Using the records below, find how many lines hold the word "caterpillar" and reply with only that number.
*** Opening Input data ***
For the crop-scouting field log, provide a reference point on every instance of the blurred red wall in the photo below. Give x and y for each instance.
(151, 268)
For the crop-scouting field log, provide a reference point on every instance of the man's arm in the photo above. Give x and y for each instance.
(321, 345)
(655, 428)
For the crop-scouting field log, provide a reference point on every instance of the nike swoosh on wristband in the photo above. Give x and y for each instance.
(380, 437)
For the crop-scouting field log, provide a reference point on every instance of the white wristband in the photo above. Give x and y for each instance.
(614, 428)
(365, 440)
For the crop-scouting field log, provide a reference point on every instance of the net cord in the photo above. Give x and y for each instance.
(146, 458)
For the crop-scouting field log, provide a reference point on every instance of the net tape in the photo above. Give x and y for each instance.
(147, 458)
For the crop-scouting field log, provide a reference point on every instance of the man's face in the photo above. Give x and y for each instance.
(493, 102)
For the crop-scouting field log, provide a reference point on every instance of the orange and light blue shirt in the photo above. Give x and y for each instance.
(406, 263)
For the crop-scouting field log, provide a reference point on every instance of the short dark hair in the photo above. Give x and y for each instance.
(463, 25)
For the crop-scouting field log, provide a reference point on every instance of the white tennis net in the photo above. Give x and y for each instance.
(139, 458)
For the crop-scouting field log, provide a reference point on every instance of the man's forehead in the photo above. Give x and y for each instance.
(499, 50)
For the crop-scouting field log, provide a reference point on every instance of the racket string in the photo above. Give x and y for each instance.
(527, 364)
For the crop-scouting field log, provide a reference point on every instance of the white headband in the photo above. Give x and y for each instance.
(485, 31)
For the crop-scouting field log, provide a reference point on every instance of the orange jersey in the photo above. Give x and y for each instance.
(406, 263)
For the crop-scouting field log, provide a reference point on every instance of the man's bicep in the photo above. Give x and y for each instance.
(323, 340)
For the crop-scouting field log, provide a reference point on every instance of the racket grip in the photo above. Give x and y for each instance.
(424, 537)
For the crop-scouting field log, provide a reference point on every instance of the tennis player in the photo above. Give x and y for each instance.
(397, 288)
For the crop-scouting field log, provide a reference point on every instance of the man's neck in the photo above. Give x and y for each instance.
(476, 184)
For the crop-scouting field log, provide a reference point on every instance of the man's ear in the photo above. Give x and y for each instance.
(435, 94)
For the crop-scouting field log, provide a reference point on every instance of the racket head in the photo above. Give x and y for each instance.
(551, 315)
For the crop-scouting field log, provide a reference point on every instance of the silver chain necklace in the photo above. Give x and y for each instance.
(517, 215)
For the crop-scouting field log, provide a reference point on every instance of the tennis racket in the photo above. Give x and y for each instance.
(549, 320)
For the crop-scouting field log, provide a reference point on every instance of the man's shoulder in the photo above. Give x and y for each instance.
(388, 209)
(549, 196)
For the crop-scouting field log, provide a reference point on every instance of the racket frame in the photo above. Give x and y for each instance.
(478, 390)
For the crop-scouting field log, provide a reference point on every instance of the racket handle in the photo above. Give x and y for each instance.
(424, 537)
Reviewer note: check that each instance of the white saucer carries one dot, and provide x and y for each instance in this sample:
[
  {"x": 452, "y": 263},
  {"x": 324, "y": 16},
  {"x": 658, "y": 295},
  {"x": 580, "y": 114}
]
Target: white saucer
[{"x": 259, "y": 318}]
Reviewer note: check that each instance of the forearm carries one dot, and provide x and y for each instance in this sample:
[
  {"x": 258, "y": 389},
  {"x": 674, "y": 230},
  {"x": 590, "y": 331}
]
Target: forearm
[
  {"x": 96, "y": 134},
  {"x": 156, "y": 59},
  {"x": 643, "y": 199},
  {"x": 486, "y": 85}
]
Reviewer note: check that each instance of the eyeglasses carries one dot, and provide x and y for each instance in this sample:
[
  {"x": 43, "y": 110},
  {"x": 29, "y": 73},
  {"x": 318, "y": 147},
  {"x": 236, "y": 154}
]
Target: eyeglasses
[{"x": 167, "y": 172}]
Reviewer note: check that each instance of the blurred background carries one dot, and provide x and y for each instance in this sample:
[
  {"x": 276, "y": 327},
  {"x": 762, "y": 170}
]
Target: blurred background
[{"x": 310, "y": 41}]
*** Closing Input data ***
*** Opening Input data ***
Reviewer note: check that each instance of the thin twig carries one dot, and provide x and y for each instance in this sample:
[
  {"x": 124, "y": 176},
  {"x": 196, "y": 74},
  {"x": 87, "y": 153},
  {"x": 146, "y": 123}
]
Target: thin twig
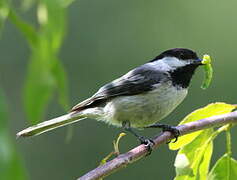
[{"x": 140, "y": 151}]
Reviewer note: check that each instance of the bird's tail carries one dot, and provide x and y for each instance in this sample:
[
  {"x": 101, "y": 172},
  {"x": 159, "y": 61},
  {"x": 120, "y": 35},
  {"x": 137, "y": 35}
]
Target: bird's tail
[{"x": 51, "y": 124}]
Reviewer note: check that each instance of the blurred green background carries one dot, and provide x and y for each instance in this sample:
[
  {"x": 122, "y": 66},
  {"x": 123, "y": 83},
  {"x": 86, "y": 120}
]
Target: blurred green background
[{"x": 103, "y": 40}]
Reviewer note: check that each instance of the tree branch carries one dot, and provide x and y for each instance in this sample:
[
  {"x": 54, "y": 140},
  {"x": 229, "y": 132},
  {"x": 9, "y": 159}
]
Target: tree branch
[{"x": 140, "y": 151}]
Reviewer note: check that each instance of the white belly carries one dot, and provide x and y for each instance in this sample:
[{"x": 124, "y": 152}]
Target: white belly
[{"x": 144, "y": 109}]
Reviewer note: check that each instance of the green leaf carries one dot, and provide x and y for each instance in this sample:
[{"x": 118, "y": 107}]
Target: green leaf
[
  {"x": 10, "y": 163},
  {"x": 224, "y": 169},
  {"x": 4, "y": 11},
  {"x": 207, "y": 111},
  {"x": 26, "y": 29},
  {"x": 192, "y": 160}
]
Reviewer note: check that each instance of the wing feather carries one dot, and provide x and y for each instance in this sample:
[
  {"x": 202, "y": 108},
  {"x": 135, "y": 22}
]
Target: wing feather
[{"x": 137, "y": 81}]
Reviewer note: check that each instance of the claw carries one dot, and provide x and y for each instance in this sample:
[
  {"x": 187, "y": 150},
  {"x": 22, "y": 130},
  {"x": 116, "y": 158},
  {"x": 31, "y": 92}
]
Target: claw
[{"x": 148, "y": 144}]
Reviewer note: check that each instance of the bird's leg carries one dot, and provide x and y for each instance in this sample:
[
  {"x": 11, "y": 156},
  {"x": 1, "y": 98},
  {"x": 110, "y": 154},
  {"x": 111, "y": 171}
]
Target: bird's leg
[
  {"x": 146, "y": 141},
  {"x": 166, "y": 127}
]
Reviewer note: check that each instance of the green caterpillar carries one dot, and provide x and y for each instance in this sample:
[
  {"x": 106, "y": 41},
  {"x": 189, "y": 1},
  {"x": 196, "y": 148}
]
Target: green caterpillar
*** Closing Input data ***
Final answer: 2